ASSIGNMENT :: Every entry below needs to be copied exactly.

======== DATA SUPPLIED ========

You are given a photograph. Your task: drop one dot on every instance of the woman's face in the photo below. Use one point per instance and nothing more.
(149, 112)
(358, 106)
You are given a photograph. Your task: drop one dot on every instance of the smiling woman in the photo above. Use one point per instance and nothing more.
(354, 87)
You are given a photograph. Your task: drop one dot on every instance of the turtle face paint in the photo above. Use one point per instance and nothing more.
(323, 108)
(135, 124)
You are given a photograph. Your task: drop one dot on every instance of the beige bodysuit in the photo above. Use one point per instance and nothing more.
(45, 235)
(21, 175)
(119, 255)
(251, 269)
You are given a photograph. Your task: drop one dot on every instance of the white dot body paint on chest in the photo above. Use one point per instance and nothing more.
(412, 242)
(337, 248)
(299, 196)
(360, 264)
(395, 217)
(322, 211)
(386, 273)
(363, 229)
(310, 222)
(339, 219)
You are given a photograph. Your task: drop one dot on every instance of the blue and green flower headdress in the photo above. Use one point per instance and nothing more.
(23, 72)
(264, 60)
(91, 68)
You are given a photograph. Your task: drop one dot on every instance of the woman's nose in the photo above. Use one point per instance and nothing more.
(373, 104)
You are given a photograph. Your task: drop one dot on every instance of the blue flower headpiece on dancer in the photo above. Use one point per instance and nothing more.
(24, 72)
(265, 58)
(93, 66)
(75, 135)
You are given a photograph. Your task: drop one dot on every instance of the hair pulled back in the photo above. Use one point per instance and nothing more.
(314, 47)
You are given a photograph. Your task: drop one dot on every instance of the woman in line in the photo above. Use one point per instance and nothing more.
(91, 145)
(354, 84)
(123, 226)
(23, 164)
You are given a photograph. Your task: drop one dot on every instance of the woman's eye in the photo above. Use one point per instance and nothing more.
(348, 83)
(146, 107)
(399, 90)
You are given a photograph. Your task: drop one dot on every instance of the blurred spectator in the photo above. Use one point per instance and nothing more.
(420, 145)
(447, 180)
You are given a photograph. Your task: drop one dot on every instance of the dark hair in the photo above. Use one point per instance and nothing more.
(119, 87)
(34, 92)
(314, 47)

========

ANSWER SPACE ::
You are given a photograph. Your task: drop one dot on every instance of the woman's face in the photo below. Use one point per instance and nothing more.
(149, 112)
(358, 106)
You are given a photograph. Your task: drop one dot on every instance of the smiling woman in the photo above. Use one point per instance and nothing more.
(354, 87)
You are given a photograph. Your task: drop one dot on every instance of the turtle face paint in the photo above. Use one point per instance and nothing more.
(323, 108)
(135, 124)
You are given a photograph. Your task: drop one dot on every instance of the beige bodysuit in the photo above. Use one point per instance and nothing more.
(45, 235)
(21, 175)
(119, 255)
(251, 269)
You are given a photograph. Your task: drop one dot on every instance of the white dot body paint on chest in the photo above. Use one point per instance and nothing more.
(412, 242)
(337, 248)
(299, 196)
(360, 264)
(395, 217)
(322, 211)
(386, 273)
(363, 229)
(310, 222)
(339, 219)
You are given a photograph. Your task: drop one dot on every instance of the blue and green flower headdress in the photo above. Use one point per instance and nothing more.
(23, 72)
(264, 60)
(91, 68)
You are given a photograph. Your task: drop one dot on every instance of the woman's nose in the photo above. Use one point per instance and nothing more.
(373, 104)
You are given a photograph. Your task: drop one dot on every instance of the blue flower headpiece on dancer in the photo above. Use one point per instance and nothing more.
(24, 72)
(265, 58)
(93, 66)
(75, 135)
You are given a photograph. Your task: drop one dot on every instance of the hair pulled back in the photo above. Use one point per instance and nothing more.
(314, 47)
You are given a photograph. Your task: drop one dot on every instance of the woman in line in the photo above. Use one point per instance and nothing more.
(91, 145)
(354, 84)
(123, 226)
(23, 164)
You are given a photograph. Your task: drop one dot on every instance of the woman's eye in the photo above. Use one point per instance and nothing more.
(348, 83)
(146, 107)
(399, 90)
You are given a photograph. Your task: drop one dot on every instance of the blurred spectator in the photo above. Use one point per instance and nothing more.
(420, 145)
(447, 180)
You are given a photograph. Your task: drop one dot on every instance of the dark hair in the photo above. Use one point per instance and nothing more.
(119, 87)
(34, 92)
(314, 47)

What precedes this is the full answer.